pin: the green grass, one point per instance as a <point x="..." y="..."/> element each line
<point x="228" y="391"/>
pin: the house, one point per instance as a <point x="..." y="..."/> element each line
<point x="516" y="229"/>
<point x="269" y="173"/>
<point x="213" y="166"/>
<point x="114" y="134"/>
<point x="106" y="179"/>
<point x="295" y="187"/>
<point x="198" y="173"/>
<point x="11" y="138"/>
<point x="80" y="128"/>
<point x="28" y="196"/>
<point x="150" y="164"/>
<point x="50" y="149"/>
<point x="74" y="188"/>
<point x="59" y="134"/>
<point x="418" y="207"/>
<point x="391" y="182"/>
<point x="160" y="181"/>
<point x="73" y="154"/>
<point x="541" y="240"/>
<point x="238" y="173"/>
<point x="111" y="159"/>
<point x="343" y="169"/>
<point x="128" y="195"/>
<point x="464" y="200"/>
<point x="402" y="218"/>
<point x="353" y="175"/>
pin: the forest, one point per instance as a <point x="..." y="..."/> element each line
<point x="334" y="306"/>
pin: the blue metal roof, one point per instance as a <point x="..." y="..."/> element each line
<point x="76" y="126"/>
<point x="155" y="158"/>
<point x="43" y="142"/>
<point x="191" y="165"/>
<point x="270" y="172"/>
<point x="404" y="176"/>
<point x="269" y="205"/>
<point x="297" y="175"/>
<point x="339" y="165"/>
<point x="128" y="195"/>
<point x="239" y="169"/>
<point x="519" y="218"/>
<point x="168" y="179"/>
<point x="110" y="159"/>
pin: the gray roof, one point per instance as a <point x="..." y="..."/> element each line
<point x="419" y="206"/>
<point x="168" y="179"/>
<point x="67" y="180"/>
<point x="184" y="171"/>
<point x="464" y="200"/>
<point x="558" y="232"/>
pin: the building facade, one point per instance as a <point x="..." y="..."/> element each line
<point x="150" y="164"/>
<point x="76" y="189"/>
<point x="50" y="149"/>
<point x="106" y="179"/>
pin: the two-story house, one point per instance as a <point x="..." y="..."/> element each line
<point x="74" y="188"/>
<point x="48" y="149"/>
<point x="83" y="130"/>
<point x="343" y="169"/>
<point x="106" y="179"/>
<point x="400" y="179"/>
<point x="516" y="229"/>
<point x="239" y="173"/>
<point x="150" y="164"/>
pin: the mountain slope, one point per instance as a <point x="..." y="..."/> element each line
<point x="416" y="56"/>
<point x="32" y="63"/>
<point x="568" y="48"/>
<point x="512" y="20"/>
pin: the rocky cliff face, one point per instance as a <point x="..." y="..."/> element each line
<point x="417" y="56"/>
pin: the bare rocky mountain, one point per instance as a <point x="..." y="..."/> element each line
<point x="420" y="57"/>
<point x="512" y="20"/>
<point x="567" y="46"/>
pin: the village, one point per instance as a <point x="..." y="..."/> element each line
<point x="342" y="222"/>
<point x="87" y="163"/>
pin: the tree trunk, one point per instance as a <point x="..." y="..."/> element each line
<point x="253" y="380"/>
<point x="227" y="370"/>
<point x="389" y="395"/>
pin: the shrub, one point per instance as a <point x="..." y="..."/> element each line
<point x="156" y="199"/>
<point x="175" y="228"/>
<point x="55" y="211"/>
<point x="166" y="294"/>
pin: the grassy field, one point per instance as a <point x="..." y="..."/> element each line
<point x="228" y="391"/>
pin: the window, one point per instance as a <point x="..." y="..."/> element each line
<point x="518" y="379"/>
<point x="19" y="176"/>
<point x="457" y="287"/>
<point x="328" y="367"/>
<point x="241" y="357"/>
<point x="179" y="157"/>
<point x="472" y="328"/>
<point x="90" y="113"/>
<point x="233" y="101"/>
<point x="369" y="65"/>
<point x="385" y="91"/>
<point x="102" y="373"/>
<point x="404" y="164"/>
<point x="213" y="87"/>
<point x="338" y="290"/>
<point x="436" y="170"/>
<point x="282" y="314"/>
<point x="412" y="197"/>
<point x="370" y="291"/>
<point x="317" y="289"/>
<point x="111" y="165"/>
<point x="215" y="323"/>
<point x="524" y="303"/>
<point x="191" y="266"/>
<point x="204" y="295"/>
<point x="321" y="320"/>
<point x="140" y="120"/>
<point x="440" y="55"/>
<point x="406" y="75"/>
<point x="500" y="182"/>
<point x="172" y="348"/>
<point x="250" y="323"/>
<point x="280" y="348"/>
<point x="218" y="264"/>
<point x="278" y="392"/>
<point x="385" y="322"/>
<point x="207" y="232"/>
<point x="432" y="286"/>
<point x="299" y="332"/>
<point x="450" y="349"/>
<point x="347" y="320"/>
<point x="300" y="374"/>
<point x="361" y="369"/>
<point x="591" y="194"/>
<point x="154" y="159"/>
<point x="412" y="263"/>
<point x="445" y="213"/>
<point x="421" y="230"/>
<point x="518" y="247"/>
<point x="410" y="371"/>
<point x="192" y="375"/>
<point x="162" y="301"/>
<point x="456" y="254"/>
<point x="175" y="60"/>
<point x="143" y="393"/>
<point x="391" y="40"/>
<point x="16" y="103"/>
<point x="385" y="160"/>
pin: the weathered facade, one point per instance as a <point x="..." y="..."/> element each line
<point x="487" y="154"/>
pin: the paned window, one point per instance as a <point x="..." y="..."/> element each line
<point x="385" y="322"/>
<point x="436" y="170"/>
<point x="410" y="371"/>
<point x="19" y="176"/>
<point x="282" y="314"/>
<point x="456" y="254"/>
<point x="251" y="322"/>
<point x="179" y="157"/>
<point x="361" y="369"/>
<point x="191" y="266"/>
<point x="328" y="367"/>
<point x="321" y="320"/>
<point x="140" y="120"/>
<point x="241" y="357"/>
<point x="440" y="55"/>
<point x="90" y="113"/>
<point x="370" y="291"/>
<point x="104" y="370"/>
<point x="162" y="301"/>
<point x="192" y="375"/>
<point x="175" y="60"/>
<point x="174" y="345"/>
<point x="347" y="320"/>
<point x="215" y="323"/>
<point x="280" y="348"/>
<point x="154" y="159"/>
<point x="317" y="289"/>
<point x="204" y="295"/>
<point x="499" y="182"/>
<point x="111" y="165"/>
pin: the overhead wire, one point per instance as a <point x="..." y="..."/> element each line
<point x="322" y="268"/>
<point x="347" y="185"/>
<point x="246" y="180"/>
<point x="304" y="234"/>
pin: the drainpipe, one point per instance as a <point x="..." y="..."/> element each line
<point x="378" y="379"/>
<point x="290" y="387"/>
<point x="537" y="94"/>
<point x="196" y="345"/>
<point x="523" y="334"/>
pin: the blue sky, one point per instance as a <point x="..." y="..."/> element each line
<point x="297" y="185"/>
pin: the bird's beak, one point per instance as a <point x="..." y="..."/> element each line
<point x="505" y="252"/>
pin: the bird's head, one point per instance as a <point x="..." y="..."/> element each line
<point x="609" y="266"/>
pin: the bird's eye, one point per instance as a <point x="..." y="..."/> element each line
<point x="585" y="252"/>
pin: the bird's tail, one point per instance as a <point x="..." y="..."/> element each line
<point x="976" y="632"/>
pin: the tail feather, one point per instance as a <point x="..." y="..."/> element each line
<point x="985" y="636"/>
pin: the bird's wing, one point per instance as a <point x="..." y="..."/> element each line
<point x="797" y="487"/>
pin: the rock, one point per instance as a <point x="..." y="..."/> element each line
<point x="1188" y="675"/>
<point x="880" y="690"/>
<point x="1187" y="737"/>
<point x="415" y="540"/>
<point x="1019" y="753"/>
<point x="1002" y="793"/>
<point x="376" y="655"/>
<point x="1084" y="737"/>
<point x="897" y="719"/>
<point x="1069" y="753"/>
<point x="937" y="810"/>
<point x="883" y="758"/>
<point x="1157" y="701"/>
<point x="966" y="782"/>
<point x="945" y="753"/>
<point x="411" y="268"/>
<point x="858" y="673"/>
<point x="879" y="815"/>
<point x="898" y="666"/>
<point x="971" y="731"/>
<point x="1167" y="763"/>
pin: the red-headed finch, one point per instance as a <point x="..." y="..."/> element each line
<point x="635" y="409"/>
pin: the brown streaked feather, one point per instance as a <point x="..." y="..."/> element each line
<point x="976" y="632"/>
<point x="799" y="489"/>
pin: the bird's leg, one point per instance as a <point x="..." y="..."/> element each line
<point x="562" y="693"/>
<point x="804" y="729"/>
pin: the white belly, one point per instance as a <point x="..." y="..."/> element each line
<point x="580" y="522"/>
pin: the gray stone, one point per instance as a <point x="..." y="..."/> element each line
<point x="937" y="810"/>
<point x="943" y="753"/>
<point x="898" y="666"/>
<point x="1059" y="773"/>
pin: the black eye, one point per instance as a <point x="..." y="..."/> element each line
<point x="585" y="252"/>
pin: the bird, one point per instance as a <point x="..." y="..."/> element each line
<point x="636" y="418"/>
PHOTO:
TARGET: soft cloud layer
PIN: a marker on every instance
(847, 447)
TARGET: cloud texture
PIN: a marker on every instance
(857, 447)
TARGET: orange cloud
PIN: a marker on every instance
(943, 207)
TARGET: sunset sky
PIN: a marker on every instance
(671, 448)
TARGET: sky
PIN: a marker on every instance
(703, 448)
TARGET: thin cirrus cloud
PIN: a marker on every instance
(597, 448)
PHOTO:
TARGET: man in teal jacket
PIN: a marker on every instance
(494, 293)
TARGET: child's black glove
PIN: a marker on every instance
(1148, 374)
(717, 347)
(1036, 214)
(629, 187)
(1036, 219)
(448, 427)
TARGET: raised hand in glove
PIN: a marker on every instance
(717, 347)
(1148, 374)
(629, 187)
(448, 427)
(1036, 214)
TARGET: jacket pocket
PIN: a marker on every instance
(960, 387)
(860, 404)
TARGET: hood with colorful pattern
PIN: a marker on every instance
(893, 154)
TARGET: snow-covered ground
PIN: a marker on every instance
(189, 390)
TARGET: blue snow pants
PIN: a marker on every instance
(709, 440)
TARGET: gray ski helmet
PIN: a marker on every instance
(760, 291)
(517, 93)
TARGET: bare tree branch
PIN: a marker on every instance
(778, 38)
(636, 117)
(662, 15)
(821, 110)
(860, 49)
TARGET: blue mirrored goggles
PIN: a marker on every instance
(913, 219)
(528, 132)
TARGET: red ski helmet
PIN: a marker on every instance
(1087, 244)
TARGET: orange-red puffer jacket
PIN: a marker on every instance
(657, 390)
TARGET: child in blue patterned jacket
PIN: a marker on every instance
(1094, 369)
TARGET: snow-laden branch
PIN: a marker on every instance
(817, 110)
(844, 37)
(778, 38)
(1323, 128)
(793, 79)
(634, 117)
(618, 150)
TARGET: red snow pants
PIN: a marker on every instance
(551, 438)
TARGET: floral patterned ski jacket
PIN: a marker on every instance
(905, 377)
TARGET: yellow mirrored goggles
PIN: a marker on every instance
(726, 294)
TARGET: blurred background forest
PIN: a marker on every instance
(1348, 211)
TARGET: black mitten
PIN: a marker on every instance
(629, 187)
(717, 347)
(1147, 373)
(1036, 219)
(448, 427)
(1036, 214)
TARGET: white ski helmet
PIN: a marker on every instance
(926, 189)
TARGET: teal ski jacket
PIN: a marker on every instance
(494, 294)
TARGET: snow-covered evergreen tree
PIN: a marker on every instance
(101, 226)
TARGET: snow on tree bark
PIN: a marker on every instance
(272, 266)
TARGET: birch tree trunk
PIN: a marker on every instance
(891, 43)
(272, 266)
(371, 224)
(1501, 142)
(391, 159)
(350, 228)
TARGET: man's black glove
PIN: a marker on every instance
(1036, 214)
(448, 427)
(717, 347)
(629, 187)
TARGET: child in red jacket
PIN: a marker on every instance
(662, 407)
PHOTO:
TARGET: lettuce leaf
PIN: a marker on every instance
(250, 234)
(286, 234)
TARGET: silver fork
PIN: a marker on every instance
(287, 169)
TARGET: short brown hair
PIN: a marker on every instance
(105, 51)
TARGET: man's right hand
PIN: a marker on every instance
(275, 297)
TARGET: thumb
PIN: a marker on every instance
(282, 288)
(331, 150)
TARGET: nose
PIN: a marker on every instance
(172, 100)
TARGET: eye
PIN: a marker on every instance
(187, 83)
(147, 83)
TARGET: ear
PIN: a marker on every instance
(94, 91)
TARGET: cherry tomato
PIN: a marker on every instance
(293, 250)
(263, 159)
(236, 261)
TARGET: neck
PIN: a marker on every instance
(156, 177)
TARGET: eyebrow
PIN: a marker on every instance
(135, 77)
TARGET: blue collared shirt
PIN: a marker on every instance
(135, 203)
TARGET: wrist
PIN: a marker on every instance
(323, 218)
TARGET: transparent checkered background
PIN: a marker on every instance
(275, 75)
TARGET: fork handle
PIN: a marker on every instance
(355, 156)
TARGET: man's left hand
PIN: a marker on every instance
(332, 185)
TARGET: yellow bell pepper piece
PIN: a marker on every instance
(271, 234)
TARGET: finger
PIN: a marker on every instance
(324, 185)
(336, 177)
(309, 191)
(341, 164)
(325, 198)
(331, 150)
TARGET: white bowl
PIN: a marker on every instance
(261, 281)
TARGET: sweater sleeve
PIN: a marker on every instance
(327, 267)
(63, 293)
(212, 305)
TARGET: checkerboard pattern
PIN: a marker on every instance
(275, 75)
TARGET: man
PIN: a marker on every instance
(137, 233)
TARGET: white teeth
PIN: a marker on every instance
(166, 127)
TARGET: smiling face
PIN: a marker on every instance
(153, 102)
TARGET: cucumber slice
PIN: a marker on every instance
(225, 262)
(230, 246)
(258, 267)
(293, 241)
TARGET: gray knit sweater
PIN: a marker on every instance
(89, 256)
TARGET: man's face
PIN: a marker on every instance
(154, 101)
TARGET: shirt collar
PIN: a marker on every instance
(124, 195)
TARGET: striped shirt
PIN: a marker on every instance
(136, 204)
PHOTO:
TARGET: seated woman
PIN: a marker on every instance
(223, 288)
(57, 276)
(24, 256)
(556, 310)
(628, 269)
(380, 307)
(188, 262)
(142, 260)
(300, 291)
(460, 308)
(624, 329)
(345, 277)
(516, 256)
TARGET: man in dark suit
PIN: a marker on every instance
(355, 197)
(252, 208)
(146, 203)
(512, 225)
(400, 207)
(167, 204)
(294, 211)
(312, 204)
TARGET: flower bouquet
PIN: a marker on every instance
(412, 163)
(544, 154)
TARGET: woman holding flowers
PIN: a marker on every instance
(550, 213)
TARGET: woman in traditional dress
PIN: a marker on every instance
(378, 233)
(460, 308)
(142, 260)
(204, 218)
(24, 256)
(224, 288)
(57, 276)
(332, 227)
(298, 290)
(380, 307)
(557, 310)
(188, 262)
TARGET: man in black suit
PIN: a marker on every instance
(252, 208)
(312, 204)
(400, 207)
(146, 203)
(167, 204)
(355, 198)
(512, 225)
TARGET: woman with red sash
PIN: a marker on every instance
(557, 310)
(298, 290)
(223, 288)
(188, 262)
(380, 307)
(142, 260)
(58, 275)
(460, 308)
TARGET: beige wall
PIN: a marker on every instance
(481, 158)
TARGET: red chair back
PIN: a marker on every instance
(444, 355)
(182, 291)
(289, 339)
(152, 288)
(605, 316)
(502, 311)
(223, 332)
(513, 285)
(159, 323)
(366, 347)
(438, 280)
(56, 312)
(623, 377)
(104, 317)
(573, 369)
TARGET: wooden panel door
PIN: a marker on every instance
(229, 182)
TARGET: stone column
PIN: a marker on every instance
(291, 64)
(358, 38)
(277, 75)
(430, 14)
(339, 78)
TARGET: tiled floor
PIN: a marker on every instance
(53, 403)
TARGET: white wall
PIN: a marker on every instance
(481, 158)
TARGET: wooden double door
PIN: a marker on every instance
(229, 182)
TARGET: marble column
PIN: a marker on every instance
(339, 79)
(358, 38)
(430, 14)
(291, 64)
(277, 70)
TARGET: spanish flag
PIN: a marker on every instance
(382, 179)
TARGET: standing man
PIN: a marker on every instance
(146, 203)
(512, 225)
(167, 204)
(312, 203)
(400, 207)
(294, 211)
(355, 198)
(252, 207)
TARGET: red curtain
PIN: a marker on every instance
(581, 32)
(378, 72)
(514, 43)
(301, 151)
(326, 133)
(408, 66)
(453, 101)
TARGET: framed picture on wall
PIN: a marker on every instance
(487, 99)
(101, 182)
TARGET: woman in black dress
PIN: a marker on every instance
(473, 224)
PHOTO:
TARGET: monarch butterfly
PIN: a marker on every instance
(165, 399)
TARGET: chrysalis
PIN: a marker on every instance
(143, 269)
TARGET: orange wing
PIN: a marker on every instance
+++
- [What this task involves]: Retype the records above, but only those lines that fall between the line containing "TARGET: cloud texture" and the line containing "TARGET: hood with colorful pattern", with both of those lines included, exactly as written.

- [Final answer]:
TARGET: cloud texture
PIN: a marker on every instance
(857, 447)
TARGET: orange cloud
PIN: a marker on every instance
(943, 207)
TARGET: sunset sky
PIN: a marker on every instance
(671, 448)
TARGET: sky
PIN: a marker on every instance
(703, 448)
TARGET: thin cirrus cloud
PIN: a marker on every instance
(597, 448)
PHOTO:
TARGET: man in teal jacket
PIN: a marker on every instance
(494, 293)
TARGET: child's black glove
PIN: a marker on every instance
(1148, 374)
(717, 347)
(1036, 214)
(629, 187)
(1036, 219)
(448, 427)
TARGET: raised hand in glove
PIN: a marker on every instance
(717, 347)
(1148, 374)
(629, 187)
(448, 427)
(1036, 214)
TARGET: jacket pocket
PIN: a marker on every instance
(960, 387)
(860, 404)
TARGET: hood with colorful pattern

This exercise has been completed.